◆ 課題 A ◆
後に続く記録から、文字列「white」を含む行をすべて集め、そのまま書き写す。大文字と小文字は区別する。

◆ 抜粋本文 ◆
◇ ◇ ◇ ◇ ◇
図3には、マッチングルートMLaと、マッチングルートMLbとが示されている。マッチングルートMLbの方が、マッチングルートMLaよりも最大トルク線TLに近くなっている。
【0052】
マッチングルートMLbは、所定の出力で内燃機関17が動作する際に、例えば、同じ出力であれば、マッチングルートMLaよりも回転速度nが低くなるように設定されている。このようにすることで、内燃機関17が同じトルクTを発生する場合、マッチングルートMLbの方がより低い回転速度nで内燃機関17を運転できるので、内燃機関17の内部摩擦による損失を低減できる。
【0053】
マッチングルートMLは、内燃機関17の回転速度nが増加すると、トルクTも増加する。制限線TLで規定される最大トルク点Pmaxのときの回転速度ntmaxと、定格出力点Pcntのときの回転速度ncntとの間の領域で、マッチングルートMLと制限線TLとが交差する。最大トルク点Pmaxにおいて、内燃機関1が発生するトルクTは最大となる。
【0054】
マッチングルートMLは、燃料消費率が良い点を通るように設定されてもよい。マッチングルートMLbは、内燃機関17が最大のトルクTを発生するまでの範囲において、最大トルク線TLで定まるトルクTの80%以上95%以下になるように設定される。
◇ ◇ ◇ ◇ ◇
◆ 提供データ ◆
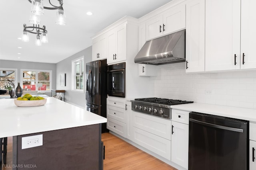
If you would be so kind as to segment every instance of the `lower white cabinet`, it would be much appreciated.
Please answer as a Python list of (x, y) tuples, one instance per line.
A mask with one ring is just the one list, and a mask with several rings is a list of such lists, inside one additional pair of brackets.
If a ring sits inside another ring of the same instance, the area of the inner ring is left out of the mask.
[(171, 141), (136, 127), (134, 133), (134, 142), (170, 160)]
[(188, 125), (172, 121), (171, 160), (188, 168)]
[(108, 117), (107, 119), (107, 128), (124, 137), (126, 137), (125, 123), (109, 117)]
[(132, 114), (133, 141), (170, 160), (172, 121), (136, 111)]

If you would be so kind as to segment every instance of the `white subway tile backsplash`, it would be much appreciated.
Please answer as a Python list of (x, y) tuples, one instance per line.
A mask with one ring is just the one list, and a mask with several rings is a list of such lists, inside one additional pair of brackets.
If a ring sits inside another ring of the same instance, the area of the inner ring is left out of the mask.
[(180, 63), (158, 66), (157, 73), (150, 78), (152, 97), (256, 109), (256, 70), (186, 73)]

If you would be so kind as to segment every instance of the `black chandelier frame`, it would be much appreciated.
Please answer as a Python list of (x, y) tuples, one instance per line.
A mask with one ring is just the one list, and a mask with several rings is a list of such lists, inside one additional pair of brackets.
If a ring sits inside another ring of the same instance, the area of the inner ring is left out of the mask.
[[(35, 26), (35, 25), (36, 25)], [(44, 25), (43, 26), (43, 27), (41, 28), (40, 27), (39, 24), (33, 24), (33, 26), (30, 26), (27, 27), (26, 24), (24, 23), (23, 24), (23, 31), (26, 31), (30, 33), (37, 34), (37, 35), (40, 35), (42, 33), (48, 33), (47, 30), (46, 30), (46, 27)]]
[[(31, 0), (28, 0), (30, 3), (32, 3), (32, 1)], [(56, 0), (59, 2), (60, 3), (60, 6), (57, 6), (54, 5), (53, 5), (51, 3), (50, 0), (49, 0), (49, 3), (51, 5), (54, 7), (47, 7), (46, 6), (44, 6), (44, 9), (46, 9), (46, 10), (63, 10), (63, 1), (62, 0)]]

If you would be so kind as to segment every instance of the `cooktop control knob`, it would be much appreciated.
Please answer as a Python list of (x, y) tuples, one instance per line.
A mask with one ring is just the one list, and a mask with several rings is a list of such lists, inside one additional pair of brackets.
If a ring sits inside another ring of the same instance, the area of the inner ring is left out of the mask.
[(154, 109), (154, 113), (157, 113), (157, 109)]
[(163, 111), (163, 110), (159, 110), (159, 114), (160, 114), (160, 115), (162, 115), (164, 111)]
◇ ◇ ◇ ◇ ◇
◆ 課題 B ◆
上の抜粋本文によると、内燃機関17が最大のトルクTを発生するまでの範囲で、マッチングルートMLbはどのように設定されるか。

◆ 解答 A ◆
If you would be so kind as to segment every instance of the `lower white cabinet`, it would be much appreciated.
If you would be so kind as to segment every instance of the `white subway tile backsplash`, it would be much appreciated.

◆ 解答 B ◆
最大トルク線TLで定まるトルクTの80%以上95%以下になるように設定される。